:: Given text ::

Should I get a fixed or variable personal loan?

Fixed personal loans keep your interest rate the same for the full loan term, while interest rates on variable personal loans may be raised or lowered during your loan term.

A fixed rate personal loan keeps your repayments consistent, which can help keep your budgeting consistent. You won't have to worry about higher repayments if your rates were to rise. However, on a fixed loan you’ll also potentially miss out on more affordable repayments if variable rates were to fall.

How can I get a $3000 loan approved?

Responsible lenders don’t have guaranteed approval for personal loans and medium amount loans, as the lender will want to check that you can afford the loan repayments on your current income without ending up in financial hardship.

Having a good credit score can increase the likelihood of your personal loan application being approved. Bad credit borrowers who opt for a medium amount loan with no credit checks may need to prove they can afford the repayments on their current income. Centrelink payments may not count, so you should check with the lender prior to making an application.

Can I include my spouse’s income on a personal loan?

If you apply for a joint personal loan with your spouse, you can include their income on the application. If approved, they then become jointly liable for the loan.

Both you and your spouse need to meet the eligibility criteria, such as income, age, and residency requirements, as stipulated by the lender. A joint loan could increase your chance of approval for a higher amount, as both borrowers’ incomes are assessed when determining borrowing capacity.

:::
:: Data listing ::

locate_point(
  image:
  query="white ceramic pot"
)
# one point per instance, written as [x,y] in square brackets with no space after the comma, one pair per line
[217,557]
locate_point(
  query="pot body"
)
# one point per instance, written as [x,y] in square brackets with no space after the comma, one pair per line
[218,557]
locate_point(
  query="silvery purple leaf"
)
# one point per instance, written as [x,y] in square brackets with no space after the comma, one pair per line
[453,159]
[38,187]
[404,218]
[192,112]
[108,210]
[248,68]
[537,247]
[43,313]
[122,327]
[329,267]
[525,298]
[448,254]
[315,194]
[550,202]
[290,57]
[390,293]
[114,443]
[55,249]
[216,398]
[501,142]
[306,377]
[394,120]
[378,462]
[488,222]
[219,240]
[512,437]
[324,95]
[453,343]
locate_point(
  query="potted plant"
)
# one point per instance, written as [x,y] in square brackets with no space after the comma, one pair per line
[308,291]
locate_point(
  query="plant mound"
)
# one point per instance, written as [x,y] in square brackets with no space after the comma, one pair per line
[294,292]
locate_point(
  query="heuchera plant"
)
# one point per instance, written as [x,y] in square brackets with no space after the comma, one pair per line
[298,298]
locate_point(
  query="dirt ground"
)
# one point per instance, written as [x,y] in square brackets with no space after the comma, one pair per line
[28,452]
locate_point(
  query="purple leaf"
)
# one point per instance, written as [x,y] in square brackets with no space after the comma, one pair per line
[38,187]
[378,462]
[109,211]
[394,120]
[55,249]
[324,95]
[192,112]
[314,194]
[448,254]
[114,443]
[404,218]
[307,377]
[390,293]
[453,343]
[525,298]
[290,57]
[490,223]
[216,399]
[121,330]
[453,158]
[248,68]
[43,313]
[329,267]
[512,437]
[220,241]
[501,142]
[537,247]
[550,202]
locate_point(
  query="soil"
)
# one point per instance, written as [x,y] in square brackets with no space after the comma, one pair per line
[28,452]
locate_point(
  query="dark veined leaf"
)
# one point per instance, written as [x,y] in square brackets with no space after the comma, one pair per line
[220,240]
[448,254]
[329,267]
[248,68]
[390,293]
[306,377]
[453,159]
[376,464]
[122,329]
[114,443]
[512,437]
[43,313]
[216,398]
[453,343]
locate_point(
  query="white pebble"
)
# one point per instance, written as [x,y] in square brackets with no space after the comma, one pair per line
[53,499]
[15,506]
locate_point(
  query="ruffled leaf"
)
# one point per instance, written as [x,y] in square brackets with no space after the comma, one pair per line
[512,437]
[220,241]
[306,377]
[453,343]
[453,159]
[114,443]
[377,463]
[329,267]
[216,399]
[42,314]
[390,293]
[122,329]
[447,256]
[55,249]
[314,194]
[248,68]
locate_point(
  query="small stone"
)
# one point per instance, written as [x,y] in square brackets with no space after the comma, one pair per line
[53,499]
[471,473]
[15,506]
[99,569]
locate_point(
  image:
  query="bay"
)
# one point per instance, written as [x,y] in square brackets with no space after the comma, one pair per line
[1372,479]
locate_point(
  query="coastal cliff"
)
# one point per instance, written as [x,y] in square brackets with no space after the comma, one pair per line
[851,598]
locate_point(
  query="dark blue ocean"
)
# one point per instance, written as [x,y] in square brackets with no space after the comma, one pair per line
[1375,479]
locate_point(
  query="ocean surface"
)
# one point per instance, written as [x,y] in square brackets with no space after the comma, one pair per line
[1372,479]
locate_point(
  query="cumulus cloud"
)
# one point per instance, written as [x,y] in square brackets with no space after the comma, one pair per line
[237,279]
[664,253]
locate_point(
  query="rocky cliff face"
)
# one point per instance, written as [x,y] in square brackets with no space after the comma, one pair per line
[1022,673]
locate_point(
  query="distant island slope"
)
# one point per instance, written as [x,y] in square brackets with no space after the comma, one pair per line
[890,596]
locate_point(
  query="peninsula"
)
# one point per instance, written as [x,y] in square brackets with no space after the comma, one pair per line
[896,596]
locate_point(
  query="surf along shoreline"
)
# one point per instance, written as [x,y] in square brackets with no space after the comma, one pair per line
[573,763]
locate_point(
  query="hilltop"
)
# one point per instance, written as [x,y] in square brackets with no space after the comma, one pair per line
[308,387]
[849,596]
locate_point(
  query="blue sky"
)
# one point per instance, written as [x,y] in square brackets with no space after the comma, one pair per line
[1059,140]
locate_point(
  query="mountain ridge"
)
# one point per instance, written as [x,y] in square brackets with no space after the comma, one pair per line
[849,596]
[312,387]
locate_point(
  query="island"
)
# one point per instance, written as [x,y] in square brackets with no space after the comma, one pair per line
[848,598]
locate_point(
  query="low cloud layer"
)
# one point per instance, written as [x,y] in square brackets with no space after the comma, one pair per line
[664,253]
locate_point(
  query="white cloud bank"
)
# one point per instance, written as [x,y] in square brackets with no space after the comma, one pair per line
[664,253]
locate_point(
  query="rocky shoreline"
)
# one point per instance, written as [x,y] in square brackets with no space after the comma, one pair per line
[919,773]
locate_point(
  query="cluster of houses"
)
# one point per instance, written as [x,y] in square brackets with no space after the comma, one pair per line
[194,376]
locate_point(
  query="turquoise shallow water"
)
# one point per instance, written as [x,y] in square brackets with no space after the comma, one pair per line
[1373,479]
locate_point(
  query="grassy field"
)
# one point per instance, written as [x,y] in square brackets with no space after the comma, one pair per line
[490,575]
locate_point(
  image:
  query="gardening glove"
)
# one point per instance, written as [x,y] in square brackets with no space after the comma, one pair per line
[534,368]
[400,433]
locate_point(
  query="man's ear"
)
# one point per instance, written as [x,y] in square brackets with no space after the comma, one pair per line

:::

Task:
Quote the passage on personal loans above word for word, starting with "Having a good" and going on through "determining borrowing capacity.".

Solved problem:
Having a good credit score can increase the likelihood of your personal loan application being approved. Bad credit borrowers who opt for a medium amount loan with no credit checks may need to prove they can afford the repayments on their current income. Centrelink payments may not count, so you should check with the lender prior to making an application.

Can I include my spouse’s income on a personal loan?

If you apply for a joint personal loan with your spouse, you can include their income on the application. If approved, they then become jointly liable for the loan.

Both you and your spouse need to meet the eligibility criteria, such as income, age, and residency requirements, as stipulated by the lender. A joint loan could increase your chance of approval for a higher amount, as both borrowers’ incomes are assessed when determining borrowing capacity.